Data lines:
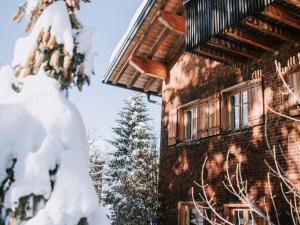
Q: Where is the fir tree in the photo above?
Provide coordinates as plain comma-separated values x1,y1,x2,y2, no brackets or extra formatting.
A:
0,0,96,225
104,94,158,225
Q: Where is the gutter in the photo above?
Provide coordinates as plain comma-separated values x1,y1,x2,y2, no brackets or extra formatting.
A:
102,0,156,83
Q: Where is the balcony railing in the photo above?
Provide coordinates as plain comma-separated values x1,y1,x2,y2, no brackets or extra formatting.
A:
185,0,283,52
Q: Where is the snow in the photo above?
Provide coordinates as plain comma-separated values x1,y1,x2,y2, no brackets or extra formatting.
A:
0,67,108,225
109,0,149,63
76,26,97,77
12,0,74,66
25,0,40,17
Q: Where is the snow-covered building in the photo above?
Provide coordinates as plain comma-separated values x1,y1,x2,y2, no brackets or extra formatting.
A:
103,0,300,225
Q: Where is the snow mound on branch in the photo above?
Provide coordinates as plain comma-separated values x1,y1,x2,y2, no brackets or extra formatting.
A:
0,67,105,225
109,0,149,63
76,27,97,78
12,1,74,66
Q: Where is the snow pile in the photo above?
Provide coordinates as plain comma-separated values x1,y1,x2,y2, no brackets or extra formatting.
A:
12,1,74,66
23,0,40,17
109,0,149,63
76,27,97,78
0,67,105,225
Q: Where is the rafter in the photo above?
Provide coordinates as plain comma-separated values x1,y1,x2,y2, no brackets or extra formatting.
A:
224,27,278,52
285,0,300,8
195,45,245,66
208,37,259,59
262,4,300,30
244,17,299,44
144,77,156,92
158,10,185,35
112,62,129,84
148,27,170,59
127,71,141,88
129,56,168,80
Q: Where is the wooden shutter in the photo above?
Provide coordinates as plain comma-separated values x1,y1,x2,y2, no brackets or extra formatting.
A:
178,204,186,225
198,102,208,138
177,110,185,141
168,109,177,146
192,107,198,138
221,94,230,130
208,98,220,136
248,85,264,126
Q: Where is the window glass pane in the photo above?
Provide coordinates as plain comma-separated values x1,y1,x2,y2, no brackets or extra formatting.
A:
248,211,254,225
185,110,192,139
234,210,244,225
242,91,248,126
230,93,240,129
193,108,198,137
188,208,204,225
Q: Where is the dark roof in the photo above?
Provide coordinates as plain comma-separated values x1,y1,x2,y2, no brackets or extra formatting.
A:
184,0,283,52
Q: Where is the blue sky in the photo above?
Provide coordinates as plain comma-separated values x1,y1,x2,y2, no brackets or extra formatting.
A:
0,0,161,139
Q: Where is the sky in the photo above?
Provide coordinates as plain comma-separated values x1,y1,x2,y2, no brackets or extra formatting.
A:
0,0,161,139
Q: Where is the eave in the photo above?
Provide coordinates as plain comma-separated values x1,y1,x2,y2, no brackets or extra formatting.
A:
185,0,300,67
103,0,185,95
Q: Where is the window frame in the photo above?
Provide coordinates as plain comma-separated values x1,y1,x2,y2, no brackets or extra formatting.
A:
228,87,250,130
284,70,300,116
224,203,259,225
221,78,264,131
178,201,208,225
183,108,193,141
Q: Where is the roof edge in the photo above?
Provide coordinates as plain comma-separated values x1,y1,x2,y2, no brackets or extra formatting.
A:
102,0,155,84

Request: Pull out every line of the rows above that contains the string "roof", matching case exactly.

Exercise solution:
Q: Where is the dark roof in the photo above?
Q: Where is the roof edge in the photo above?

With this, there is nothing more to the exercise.